§ SOURCE RECORDS
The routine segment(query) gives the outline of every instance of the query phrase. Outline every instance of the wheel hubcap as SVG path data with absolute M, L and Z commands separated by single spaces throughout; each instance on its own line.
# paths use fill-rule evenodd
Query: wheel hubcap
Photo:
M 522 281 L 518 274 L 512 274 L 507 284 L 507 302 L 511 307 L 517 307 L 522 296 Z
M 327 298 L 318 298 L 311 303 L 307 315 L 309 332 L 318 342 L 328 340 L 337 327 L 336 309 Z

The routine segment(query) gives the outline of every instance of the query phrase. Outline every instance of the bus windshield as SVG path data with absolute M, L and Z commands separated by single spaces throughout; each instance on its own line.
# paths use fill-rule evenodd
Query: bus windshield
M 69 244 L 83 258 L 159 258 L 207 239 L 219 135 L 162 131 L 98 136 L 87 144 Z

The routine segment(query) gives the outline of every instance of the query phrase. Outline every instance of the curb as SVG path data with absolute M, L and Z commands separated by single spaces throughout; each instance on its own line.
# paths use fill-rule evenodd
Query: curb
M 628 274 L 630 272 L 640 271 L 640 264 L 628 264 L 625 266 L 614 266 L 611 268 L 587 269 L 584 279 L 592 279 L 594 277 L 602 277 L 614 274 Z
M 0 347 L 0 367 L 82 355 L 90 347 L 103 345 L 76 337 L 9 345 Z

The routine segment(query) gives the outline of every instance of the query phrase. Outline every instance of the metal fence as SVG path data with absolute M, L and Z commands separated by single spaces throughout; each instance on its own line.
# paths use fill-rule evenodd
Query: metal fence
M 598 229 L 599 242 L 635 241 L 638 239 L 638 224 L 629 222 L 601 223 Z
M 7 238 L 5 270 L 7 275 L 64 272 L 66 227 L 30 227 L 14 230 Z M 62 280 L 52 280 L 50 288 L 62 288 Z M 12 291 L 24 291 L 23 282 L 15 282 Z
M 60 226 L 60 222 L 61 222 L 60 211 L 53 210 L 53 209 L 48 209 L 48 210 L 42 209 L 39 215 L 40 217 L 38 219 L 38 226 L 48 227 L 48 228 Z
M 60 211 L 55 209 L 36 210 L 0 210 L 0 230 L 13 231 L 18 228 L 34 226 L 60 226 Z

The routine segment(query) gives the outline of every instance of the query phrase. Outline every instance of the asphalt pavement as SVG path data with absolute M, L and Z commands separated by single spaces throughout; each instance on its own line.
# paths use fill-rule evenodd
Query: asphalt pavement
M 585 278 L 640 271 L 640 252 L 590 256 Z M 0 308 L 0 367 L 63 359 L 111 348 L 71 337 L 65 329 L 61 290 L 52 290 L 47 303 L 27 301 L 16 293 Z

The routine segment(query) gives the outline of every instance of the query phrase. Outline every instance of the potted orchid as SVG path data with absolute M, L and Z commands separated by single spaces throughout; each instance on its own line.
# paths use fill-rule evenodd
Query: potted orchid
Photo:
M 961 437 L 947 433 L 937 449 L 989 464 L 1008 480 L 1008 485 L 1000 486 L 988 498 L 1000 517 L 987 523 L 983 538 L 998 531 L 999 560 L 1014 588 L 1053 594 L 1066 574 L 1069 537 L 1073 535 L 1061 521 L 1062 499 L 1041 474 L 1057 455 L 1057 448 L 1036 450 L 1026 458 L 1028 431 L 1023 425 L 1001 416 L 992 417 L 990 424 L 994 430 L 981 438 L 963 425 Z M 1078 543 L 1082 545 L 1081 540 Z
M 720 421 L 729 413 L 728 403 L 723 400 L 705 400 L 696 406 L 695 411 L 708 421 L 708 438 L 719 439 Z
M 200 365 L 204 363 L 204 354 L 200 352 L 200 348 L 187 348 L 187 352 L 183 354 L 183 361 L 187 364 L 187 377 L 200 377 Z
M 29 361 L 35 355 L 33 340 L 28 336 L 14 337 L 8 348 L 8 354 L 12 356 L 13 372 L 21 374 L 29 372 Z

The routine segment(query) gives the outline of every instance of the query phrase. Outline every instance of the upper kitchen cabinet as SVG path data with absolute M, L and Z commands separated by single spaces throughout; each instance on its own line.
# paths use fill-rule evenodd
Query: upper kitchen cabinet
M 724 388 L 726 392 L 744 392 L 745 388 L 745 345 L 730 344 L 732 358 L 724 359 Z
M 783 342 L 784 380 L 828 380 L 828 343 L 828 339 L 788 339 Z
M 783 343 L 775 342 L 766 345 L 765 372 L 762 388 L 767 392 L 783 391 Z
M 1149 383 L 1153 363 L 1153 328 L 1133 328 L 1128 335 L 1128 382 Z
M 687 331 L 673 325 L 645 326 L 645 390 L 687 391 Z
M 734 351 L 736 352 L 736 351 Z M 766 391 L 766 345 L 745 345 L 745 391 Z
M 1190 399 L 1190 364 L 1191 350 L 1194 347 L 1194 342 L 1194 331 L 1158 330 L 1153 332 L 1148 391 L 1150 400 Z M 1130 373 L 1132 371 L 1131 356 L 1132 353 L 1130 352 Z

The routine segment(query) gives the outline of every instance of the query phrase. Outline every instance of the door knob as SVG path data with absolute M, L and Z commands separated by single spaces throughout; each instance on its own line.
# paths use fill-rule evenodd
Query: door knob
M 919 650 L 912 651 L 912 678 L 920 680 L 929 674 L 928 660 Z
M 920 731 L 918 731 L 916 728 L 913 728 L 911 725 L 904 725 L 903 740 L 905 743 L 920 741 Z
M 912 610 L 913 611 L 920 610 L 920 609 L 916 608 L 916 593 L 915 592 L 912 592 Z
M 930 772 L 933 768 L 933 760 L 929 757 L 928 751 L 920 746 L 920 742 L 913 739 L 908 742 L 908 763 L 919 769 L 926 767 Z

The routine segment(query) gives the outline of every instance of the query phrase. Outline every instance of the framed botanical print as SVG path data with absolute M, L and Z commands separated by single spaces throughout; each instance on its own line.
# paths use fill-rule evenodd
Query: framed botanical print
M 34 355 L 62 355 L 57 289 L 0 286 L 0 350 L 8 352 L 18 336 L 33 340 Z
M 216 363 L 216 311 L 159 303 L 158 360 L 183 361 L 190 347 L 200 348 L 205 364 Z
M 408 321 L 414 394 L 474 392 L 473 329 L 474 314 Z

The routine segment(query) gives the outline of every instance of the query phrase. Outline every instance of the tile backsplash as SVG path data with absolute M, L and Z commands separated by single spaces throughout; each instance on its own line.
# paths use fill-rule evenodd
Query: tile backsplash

§ PROBLEM TO SOLVE
An exact transcription of all the records is needed.

§ TASK OUTPUT
The routine segment(query) gives the outline of every instance of the query phrase. Outline every instance of the wheel hubcap as SVG path data with absolute M, L and Z commands separated by single spaces throughout; each instance on its own line.
# paths use fill-rule evenodd
Query: wheel hubcap
Photo:
M 522 281 L 518 274 L 512 274 L 507 284 L 507 302 L 511 307 L 517 307 L 522 296 Z
M 327 298 L 318 298 L 311 303 L 307 315 L 309 332 L 318 342 L 328 340 L 337 327 L 336 309 Z

The routine segment(query) gives the outline of every instance of the query phrase. Outline every instance of the bus windshield as SVG path data with absolute M, L and Z commands separated by single spaces throughout; each instance on its own line.
# paths use fill-rule evenodd
Query: bus windshield
M 69 244 L 83 258 L 159 258 L 207 239 L 219 135 L 162 131 L 98 136 L 87 144 Z

The routine segment(query) gives the outline of every instance of the query phrase. Outline every instance of the curb as SVG path data with absolute M, L and Z commands separated by single spaces throughout; each instance on its own line.
# paths use fill-rule evenodd
Query: curb
M 628 274 L 630 272 L 640 271 L 640 264 L 628 264 L 625 266 L 614 266 L 611 268 L 587 269 L 584 279 L 592 279 L 594 277 L 602 277 L 614 274 Z
M 0 347 L 0 367 L 82 355 L 90 347 L 103 345 L 76 337 L 9 345 Z

The routine segment(query) gives the outline of every instance of the query phrase. Outline every instance of the metal fence as SVG path data with absolute M, L and Z commands separated by single spaces throughout; each instance on its own line.
# paths use fill-rule evenodd
Query: metal fence
M 598 229 L 599 242 L 635 241 L 638 239 L 638 224 L 629 222 L 601 223 Z
M 7 238 L 5 270 L 7 275 L 64 272 L 66 227 L 30 227 L 14 230 Z M 62 280 L 52 280 L 50 288 L 62 288 Z M 12 291 L 24 291 L 23 282 L 15 282 Z
M 60 226 L 60 222 L 61 222 L 60 211 L 53 210 L 53 209 L 48 209 L 48 210 L 42 209 L 39 215 L 40 217 L 38 219 L 38 226 L 48 227 L 48 228 Z
M 60 211 L 55 209 L 36 210 L 0 210 L 0 230 L 13 231 L 18 228 L 34 226 L 60 226 Z

The routine segment(query) gives the outline of every instance of the query phrase. Outline every instance of the asphalt pavement as SVG path data with absolute M, L and Z commands separated by single spaces throughout; each instance on its own line.
# paths use fill-rule evenodd
Query: asphalt pavement
M 585 278 L 640 271 L 640 252 L 590 256 Z M 0 308 L 0 367 L 63 359 L 111 348 L 71 337 L 65 329 L 61 290 L 52 290 L 47 303 L 27 301 L 16 293 Z

The routine segment(query) gives the outline of every instance of the query phrase. Outline every instance of the potted orchid as SVG path data with absolute M, L and Z commands separated by single spaces throughout; each instance on its own line.
# paths use fill-rule evenodd
Query: potted orchid
Photo:
M 961 437 L 947 433 L 937 449 L 989 464 L 1008 480 L 1008 485 L 1000 486 L 988 498 L 1000 517 L 987 523 L 983 538 L 998 531 L 999 560 L 1014 588 L 1053 594 L 1066 574 L 1069 537 L 1073 535 L 1061 521 L 1062 499 L 1041 474 L 1057 455 L 1057 448 L 1036 450 L 1026 458 L 1028 431 L 1023 425 L 1001 416 L 992 417 L 990 424 L 994 430 L 981 438 L 963 425 Z M 1078 543 L 1082 545 L 1081 540 Z
M 720 421 L 729 413 L 728 403 L 723 400 L 705 400 L 696 406 L 695 411 L 708 421 L 708 438 L 719 439 Z
M 200 365 L 204 363 L 204 354 L 200 352 L 200 348 L 187 348 L 187 352 L 183 354 L 183 361 L 187 364 L 187 377 L 200 377 Z
M 29 361 L 35 355 L 33 340 L 28 336 L 14 337 L 8 348 L 8 354 L 12 356 L 13 372 L 21 374 L 29 372 Z

The routine segment(query) gives the outline of every instance of the query phrase. Outline every instance of the upper kitchen cabinet as SVG path data with absolute M, L and Z commands separated by single spaces throughout; each instance on its own line.
# paths use fill-rule evenodd
Query: upper kitchen cabinet
M 724 388 L 726 392 L 744 392 L 745 388 L 745 345 L 730 344 L 732 358 L 724 359 Z
M 783 342 L 784 380 L 828 380 L 828 343 L 828 339 L 788 339 Z
M 783 343 L 775 342 L 766 345 L 765 372 L 762 388 L 767 392 L 783 391 Z
M 1149 383 L 1153 363 L 1153 328 L 1133 328 L 1128 335 L 1128 382 Z
M 687 331 L 673 325 L 645 326 L 645 390 L 687 391 Z
M 734 351 L 736 352 L 736 351 Z M 766 391 L 766 345 L 745 345 L 745 391 Z
M 1190 399 L 1190 364 L 1191 350 L 1194 347 L 1194 342 L 1194 331 L 1158 330 L 1153 332 L 1148 391 L 1150 400 Z M 1130 373 L 1132 371 L 1131 356 L 1132 353 L 1130 352 Z

The routine segment(query) gives the outline of every instance of the query phrase. Outline every instance of the door knob as SVG path data with absolute M, L and Z commands separated by single spaces throughout; each instance on its own line.
# paths use fill-rule evenodd
Query: door knob
M 919 650 L 912 651 L 912 678 L 920 680 L 929 674 L 928 660 Z
M 920 731 L 918 731 L 916 728 L 913 728 L 911 725 L 904 725 L 903 740 L 905 743 L 920 741 Z
M 912 610 L 913 611 L 920 610 L 920 609 L 916 608 L 916 593 L 915 592 L 912 592 Z
M 930 772 L 933 768 L 933 760 L 929 757 L 928 751 L 920 746 L 920 742 L 913 739 L 908 742 L 908 763 L 919 769 L 926 767 Z

The routine segment(query) gives the outline of every instance of the query phrase. Outline every instance of the framed botanical print as SVG path data with absolute M, L and Z commands separated by single spaces throughout; each instance on its own line.
# paths use fill-rule evenodd
Query: framed botanical print
M 34 355 L 62 355 L 57 289 L 0 286 L 0 350 L 8 352 L 18 336 L 33 340 Z
M 216 363 L 216 311 L 159 303 L 158 360 L 183 361 L 190 347 L 200 348 L 205 364 Z
M 408 321 L 414 394 L 474 392 L 473 329 L 474 314 Z

The routine segment(query) gives the outline of every instance of the query phrase. Outline every instance of the tile backsplash as SVG path data with absolute M, L and Z commands separated by single spaces throughout; each instance on its own line.
# paths use fill-rule evenodd
Query: tile backsplash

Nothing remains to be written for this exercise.